Location annotation dataset excerpts:
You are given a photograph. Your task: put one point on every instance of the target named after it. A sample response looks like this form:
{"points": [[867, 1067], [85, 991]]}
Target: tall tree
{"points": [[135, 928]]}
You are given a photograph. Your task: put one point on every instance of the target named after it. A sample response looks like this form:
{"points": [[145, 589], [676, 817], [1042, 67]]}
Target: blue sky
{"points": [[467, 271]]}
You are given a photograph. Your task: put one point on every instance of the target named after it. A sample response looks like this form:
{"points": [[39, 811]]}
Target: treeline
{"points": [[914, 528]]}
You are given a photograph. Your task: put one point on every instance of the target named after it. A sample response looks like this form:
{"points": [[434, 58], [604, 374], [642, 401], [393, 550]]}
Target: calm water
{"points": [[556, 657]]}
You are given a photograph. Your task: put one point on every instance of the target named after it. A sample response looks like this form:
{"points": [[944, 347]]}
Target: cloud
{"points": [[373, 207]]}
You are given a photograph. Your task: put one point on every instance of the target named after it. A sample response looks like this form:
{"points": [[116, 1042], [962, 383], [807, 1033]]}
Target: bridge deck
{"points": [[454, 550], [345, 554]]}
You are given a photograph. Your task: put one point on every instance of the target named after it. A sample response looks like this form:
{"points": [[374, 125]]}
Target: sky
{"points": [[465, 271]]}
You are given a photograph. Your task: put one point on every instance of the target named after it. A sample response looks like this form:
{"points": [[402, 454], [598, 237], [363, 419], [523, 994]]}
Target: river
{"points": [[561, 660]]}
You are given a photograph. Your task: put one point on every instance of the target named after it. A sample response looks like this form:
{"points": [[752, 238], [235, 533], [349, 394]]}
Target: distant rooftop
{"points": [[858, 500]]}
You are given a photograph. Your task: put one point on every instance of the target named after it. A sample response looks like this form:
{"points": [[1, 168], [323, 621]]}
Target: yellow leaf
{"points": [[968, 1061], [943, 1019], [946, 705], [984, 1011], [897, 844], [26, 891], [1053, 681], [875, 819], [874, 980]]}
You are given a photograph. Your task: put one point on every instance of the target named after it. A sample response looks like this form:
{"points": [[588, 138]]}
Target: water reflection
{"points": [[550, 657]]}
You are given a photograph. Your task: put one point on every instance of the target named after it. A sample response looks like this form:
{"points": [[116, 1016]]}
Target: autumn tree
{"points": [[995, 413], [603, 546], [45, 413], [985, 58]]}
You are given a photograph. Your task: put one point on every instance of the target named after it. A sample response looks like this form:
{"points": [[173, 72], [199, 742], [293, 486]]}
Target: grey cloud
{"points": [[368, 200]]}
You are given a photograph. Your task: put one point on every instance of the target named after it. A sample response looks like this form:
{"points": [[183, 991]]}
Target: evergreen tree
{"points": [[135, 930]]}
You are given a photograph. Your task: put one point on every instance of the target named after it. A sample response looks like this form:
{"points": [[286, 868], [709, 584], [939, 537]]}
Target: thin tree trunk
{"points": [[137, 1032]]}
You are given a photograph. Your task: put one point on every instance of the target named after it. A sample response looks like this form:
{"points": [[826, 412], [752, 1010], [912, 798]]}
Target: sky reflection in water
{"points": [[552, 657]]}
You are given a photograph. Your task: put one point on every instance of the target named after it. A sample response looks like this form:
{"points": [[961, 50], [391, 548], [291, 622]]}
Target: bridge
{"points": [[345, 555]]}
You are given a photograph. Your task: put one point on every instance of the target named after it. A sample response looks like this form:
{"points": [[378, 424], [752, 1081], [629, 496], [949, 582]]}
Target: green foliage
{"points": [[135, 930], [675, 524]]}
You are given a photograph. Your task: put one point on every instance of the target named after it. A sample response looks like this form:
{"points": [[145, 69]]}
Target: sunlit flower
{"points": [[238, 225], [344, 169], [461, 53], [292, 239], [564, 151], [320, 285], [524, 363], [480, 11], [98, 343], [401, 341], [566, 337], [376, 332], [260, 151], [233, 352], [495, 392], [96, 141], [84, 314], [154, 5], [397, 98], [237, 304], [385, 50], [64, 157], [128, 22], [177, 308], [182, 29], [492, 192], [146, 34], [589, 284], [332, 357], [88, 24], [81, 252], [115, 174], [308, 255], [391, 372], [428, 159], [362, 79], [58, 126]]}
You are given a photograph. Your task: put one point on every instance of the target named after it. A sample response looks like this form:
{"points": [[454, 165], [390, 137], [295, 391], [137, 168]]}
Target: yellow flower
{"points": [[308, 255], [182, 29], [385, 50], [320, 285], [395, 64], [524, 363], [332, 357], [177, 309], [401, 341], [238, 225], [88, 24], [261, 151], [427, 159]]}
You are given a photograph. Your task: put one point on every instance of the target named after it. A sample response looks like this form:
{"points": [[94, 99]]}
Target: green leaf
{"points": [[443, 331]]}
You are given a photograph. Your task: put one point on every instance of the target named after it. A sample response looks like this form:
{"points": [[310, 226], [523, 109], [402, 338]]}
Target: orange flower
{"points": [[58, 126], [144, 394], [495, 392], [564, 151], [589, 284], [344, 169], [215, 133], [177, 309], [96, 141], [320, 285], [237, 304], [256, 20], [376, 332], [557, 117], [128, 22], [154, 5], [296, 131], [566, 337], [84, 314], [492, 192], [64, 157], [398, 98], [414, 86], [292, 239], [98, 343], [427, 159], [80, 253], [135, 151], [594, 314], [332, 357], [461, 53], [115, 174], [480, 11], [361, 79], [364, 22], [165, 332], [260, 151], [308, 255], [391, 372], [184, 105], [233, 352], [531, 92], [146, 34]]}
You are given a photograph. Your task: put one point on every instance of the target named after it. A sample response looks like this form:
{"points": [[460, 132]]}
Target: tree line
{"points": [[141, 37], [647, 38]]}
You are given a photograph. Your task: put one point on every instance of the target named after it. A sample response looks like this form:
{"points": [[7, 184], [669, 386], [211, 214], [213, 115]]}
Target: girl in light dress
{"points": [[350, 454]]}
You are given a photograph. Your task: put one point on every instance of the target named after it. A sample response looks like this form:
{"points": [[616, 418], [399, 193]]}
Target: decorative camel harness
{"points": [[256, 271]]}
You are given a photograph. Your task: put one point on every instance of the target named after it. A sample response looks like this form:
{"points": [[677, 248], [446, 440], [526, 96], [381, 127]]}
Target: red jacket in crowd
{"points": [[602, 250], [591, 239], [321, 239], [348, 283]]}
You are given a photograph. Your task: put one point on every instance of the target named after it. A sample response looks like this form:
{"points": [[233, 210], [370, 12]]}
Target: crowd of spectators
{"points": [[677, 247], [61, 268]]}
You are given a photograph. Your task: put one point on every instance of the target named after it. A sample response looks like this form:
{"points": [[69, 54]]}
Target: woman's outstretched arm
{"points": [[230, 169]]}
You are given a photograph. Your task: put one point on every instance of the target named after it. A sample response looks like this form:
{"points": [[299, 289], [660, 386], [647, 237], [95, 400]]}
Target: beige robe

Problem to work on:
Count the lines in the material above that contain the word "leaf", and give only that number.

Result of this task:
2